▸ Requirements: Can you format every line of the records below as a numbered list, leaving out blank lines?

------------------------------

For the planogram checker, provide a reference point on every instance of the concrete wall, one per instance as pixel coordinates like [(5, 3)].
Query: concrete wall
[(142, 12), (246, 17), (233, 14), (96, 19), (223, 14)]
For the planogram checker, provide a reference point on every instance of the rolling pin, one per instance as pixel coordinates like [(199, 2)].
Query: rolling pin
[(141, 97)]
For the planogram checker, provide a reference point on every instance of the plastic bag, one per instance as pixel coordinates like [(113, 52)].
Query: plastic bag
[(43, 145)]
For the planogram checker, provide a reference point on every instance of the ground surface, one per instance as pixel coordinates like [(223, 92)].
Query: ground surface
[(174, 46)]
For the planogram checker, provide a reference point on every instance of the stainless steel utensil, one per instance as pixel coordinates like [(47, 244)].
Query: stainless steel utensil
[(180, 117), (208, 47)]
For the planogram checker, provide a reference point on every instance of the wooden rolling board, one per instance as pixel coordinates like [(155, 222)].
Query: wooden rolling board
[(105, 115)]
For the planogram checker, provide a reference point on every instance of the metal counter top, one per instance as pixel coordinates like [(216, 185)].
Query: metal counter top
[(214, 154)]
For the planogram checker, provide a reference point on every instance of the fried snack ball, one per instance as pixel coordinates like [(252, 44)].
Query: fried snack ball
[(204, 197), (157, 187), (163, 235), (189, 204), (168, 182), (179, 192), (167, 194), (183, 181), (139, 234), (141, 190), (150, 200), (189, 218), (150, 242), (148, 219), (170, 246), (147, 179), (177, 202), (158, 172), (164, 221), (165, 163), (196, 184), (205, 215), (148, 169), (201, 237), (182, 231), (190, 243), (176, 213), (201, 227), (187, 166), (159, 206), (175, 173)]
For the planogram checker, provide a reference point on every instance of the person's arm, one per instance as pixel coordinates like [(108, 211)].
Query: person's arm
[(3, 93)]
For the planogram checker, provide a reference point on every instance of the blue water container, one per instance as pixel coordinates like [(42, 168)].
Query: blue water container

------------------------------

▸ Answer to this problem:
1. For the planogram checker, provide a reference point on every instance of the concrete wall, one per instance as pixel coordinates like [(5, 3)].
2. Query: concrete wall
3. [(142, 12), (246, 17), (233, 14), (96, 19), (223, 14)]
4. For the planogram checker, provide a reference point on every instance of the rolling pin, one per instance as pixel coordinates like [(199, 2)].
5. Query: rolling pin
6. [(141, 97)]
7. For the planogram checker, provide a reference point on every instance of the plastic bag, one per instance as pixel coordinates like [(113, 52)].
8. Query: plastic bag
9. [(43, 145)]
10. For the planogram checker, provide a reference point on every instance of the ground surface, one per instance as pixel coordinates like [(223, 92)].
11. Query: ground surface
12. [(174, 46)]
13. For the planogram checker, provide a reference point on every instance of the stainless steel utensil, one per instance as pixel coordinates like [(47, 244)].
14. Query: stainless steel utensil
15. [(180, 117), (208, 47)]
16. For the planogram checker, provide a reference point on every instance of the wooden rolling board, one per instance as pixel coordinates like [(155, 222)].
17. Query: wooden rolling board
18. [(105, 115)]
19. For the planogram checker, provide a reference point on every instance of the metal counter top, one per instance as pixel coordinates like [(216, 185)].
20. Query: metal counter top
21. [(214, 154)]
22. For the planogram checker, provide a reference point on every instance of the fried snack ball, one per instance as pixel coordinates like [(252, 44)].
23. Query: fried snack ball
24. [(204, 197), (157, 187), (163, 235), (189, 204), (168, 182), (179, 192), (167, 194), (183, 181), (139, 234), (141, 190), (150, 200), (189, 218), (150, 242), (148, 219), (170, 246), (147, 179), (177, 202), (158, 172), (164, 221), (165, 163), (196, 184), (205, 215), (148, 169), (201, 237), (182, 231), (190, 243), (176, 213), (201, 227), (187, 166), (159, 206), (175, 173)]
25. For the planogram checker, provide a reference point on every instance of the person's arm, one per instance as pixel coordinates like [(108, 211)].
26. Query: person's arm
27. [(3, 93)]
28. For the planogram checker, provide a reference point on every instance of the blue water container, one per instance as pixel coordinates like [(42, 168)].
29. Query: blue water container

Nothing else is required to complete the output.